* _PROBLEM REQUIREMENTS_
Give the entries again exactly as they appear, but without the images.

(Records from a dataset)

※ ※ ※

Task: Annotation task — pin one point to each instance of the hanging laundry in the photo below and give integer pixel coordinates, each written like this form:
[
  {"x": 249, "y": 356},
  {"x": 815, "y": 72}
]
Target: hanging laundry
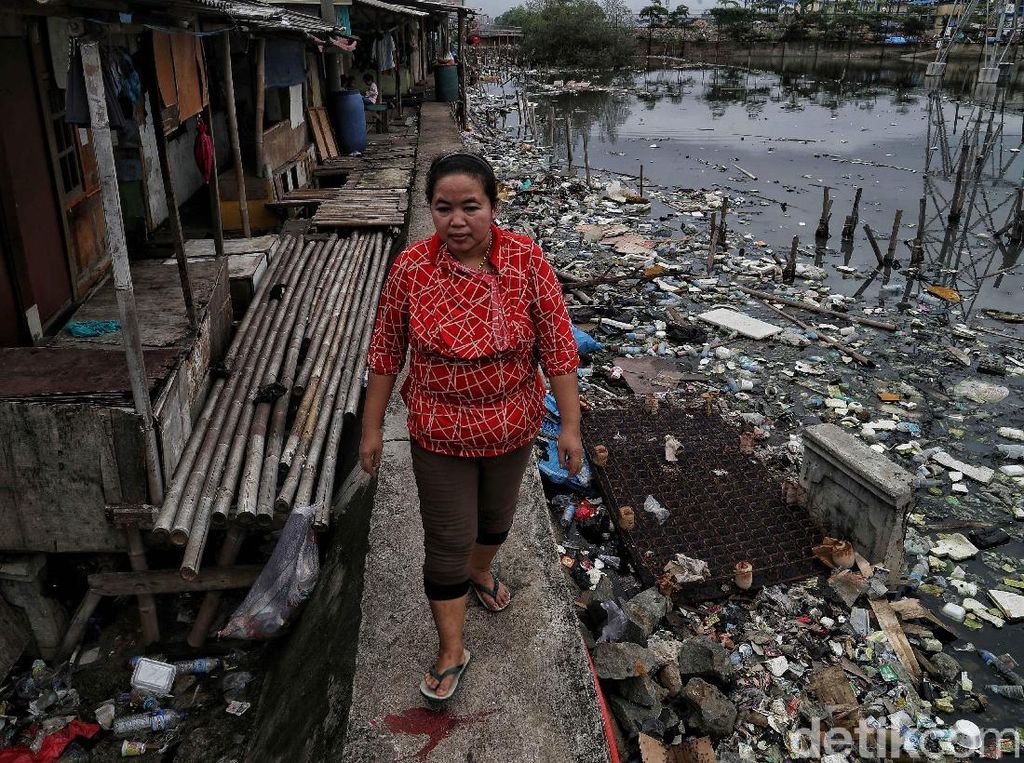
[
  {"x": 76, "y": 98},
  {"x": 203, "y": 150},
  {"x": 284, "y": 64}
]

※ ※ ※

* _ANSWER TO THIS EXERCISE_
Task: Annotation task — pin one point to each instance of the hanging laundry in the photo below and give integer pixel coordinates, each written like this form:
[
  {"x": 249, "y": 356},
  {"x": 815, "y": 72}
]
Target: hanging laundry
[
  {"x": 76, "y": 98},
  {"x": 203, "y": 150},
  {"x": 284, "y": 64}
]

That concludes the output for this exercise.